▶ **EXTRAIT DU DOCUMENT**
- - -

Lors du voyage du pape François en Hongrie, du 28 au 30 avril, il y avait incontestablement de l’audace à rappeler au premier ministre, Viktor Orban, les yeux dans les yeux, que sa politique d’immigration ne pouvait pas s’accorder avec sa prétendue défense des valeurs chrétiennes. Mais il semble bien malheureusement que la contrepartie de cette franchise ait été l’affirmation, soulignée, d’une convergence de vue sur l’Ukraine avec le pouvoir hongrois.

Le propos du pape sur cette question a été d’une étonnante brutalité. Parlant non seulement de « guerre insensée » [en décembre 2022], François a, cette fois-ci, fustigé, en Hongrie, « l’infantilisme belliqueux » de l’Occident, avant de plaider la cause de la paix par la renonciation aux armes et par la négociation. Dans l’absolu, qui ne rêverait de la paix ? Le mot cependant est à prendre ici avec des pincettes, car la propagande du pouvoir poutinien, la première, ne répugne pas à parler ce langage. Et la médiation proposée récemment par le numéro un chinois, Xi Jinping, n’est pas de nature à inspirer confiance. C’est pour une paix qui inclut la justice que le peuple ukrainien se sacrifie depuis quinze mois. Une nuance capitale, qui explique que l’entrevue du président Volodymyr Zelensky et du pape, le 13 mai, à Rome, ne pouvait être qu’une rencontre impossible.

- - -

▶ **Entrées de données enregistrées**
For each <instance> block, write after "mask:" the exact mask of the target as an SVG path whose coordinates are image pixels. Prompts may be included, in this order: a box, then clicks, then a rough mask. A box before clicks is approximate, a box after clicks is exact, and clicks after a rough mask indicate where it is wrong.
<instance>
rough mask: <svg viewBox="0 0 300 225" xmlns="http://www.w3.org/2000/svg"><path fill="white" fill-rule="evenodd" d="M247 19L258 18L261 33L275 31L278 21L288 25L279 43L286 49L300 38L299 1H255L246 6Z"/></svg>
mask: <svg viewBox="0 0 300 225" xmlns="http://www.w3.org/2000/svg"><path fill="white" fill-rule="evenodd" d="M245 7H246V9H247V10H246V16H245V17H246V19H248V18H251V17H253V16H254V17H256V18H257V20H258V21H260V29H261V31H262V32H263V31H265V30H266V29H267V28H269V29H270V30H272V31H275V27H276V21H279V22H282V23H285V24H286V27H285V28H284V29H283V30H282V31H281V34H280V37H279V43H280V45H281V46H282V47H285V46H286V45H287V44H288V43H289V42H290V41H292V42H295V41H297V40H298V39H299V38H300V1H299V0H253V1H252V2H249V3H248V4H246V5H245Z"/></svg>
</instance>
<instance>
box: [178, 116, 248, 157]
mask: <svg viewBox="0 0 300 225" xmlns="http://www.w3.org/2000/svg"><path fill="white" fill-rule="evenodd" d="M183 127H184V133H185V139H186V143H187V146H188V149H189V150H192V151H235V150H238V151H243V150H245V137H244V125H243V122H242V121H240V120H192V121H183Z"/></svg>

- - -

▶ **TRAVAIL DEMANDÉ**
1. Exprimez sous forme de liste JSON de chaînes les lignes du listing, de sa première ligne jusqu'à celle contenant "rough mask: <svg" incluse, à raison d'une chaîne par ligne, sans les lignes vides.
2. Poursuivez l'article sur le voyage du pape en Hongrie après sa dernière phrase.

▶ **RÉSULTATS ATTENDUS**
1.
[
  "For each <instance> block, write after \"mask:\" the exact mask of the target as an SVG path whose coordinates are image pixels. Prompts may be included, in this order: a box, then clicks, then a rough mask. A box before clicks is approximate, a box after clicks is exact, and clicks after a rough mask indicate where it is wrong.",
  "<instance>",
  "rough mask: <svg viewBox=\"0 0 300 225\" xmlns=\"http://www.w3.org/2000/svg\"><path fill=\"white\" fill-rule=\"evenodd\" d=\"M247 19L258 18L261 33L275 31L278 21L288 25L279 43L286 49L300 38L299 1H255L246 6Z\"/></svg>"
]

2.
Depuis le début de la tragédie ukrainienne, le Vatican peine à nommer les choses avec justesse et à tenir une position claire, sans évoquer la désinvolture avec laquelle il parle de réconciliation à des Ukrainiens qui vivent sous la terreur russe. De même, le parti pris réitéré du pape de ne se rendre à Kiev qu’à la condition d’aller aussi à Moscou laisse pantois. Comme si, en la matière, nous avions affaire à une guerre mettant symétriquement face à face deux camps adverses dans un conflit qui devrait bien finir par un compromis autour d’une table de négociation.

Inversion de la vérité

François aime en appeler aux racines. Il serait bon, justement, d’aller y voir. Les indices, de ce côté, ne manquent pas pour y voir un peu plus clair. Depuis la première heure de l’invasion travestie en « opération militaire spéciale », tout au Kremlin est en permanence inversion de la vérité, détournement des mots, falsification de la réalité au service de la barbarie et de la terreur.

Et, à l’intérieur de la Russie, tout n’est que délire de propagande, asservissement des esprits, politique de répression impitoyable. Toutes choses qui sont autant de tragiques signatures, qui ramènent tout droit à ce passé soviétique qui n’a pas été purgé, à la terreur stalinienne, qui ressurgit aujourd’hui comme renaît une hydre maléfique. Ce passé de la « nuit soviétique » que désignait l’écrivaine russe Nadejda Mandelstam (1899-1980) et que le régime actuel réhabilite avec un cynisme sans fard.

De tout cela, manifestement, le pape n’est pas alerté. De même que l’incroyable projet de « dénazifier » l’Ukraine n’a nullement été interrogé par lui, reconnu comme une invraisemblable invention. Toute révérence gardée, on voudrait suggérer au pape François de lire Vassili Grossman, comme beaucoup y invitent aujourd’hui. Relire cette œuvre qui ouvre les yeux sur cette vérité qui fut iconoclaste dans la Russie de Grossman, mais qui devrait ne plus l’être : régimes nazi et soviétique ne sont jamais que des frères jumeaux qui servent les mêmes fins, capables donc de se relayer l’un l’autre. « Si c’est vous qui gagnez, explique ainsi, dans Vie et destin, un chef de camp nazi à un vieux bolchevique, nous continuerons à vivre dans votre victoire. »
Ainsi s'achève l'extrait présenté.